What you will do ->
From the listing below, copy out every line where the word "cloud" appears.

Extracted data ->
━━━━━━━━━━━━━━━━

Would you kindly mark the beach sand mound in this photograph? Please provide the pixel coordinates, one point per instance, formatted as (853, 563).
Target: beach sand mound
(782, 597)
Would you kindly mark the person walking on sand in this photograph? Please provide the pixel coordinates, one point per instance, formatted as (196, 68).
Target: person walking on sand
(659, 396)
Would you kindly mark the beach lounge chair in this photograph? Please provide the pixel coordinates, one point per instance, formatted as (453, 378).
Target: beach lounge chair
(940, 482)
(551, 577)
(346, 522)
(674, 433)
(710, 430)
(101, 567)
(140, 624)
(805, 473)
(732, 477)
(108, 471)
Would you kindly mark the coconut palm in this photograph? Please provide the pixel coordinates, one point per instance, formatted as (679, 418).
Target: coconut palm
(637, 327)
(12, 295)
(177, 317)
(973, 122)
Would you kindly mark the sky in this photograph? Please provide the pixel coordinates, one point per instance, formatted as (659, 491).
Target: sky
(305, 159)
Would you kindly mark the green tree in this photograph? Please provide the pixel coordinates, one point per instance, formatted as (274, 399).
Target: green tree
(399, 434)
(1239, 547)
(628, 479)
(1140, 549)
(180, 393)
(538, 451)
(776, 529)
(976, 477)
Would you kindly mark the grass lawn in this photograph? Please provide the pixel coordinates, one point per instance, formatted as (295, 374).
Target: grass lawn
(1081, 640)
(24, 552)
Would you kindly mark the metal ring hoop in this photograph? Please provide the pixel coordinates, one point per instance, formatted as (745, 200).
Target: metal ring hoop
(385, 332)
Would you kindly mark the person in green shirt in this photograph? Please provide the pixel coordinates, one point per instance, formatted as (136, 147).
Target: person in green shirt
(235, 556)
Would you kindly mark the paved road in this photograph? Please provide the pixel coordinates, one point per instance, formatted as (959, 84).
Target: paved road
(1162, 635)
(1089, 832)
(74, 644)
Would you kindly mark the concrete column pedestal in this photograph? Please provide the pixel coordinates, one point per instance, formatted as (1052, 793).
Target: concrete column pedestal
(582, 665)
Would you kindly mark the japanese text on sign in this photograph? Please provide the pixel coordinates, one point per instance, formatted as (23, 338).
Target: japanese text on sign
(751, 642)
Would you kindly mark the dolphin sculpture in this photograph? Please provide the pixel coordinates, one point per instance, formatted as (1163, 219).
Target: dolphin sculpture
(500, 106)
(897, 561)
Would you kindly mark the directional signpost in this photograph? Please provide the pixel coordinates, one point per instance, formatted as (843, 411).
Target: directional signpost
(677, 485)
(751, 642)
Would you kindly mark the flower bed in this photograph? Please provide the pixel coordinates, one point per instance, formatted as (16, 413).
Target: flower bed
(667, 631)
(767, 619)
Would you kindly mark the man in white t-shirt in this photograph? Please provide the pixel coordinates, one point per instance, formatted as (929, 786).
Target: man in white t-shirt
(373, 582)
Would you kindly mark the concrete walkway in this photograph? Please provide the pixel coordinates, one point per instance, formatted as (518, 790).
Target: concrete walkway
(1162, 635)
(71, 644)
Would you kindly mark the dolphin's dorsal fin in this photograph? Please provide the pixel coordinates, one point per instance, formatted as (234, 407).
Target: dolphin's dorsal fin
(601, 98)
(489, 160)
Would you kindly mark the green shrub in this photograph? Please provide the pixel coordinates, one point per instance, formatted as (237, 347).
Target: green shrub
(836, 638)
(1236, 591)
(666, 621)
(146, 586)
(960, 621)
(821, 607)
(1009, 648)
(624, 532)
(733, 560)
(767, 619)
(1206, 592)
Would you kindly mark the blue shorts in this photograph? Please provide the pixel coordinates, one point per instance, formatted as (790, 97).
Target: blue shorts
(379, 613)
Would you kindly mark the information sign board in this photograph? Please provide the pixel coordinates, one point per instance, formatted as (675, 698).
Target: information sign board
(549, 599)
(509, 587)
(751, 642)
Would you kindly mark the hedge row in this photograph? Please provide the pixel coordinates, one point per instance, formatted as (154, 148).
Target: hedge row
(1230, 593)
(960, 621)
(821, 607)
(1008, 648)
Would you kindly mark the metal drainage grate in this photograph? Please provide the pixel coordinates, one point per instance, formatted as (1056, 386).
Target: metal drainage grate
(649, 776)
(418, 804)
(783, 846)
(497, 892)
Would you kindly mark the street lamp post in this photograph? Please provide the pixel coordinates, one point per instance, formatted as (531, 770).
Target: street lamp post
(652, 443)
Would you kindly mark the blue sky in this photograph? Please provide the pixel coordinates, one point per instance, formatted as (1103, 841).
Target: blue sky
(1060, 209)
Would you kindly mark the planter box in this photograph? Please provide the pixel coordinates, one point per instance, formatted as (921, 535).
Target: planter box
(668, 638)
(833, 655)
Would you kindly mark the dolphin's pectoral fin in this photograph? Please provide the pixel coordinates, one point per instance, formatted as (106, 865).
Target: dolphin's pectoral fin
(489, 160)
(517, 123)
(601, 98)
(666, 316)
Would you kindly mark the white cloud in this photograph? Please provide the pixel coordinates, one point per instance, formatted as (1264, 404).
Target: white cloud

━━━━━━━━━━━━━━━━

Exercise output ->
Would you kindly mark the white cloud in this photograph? Please provide the pixel coordinates, one point per instance, formatted as (1264, 404).
Target: white cloud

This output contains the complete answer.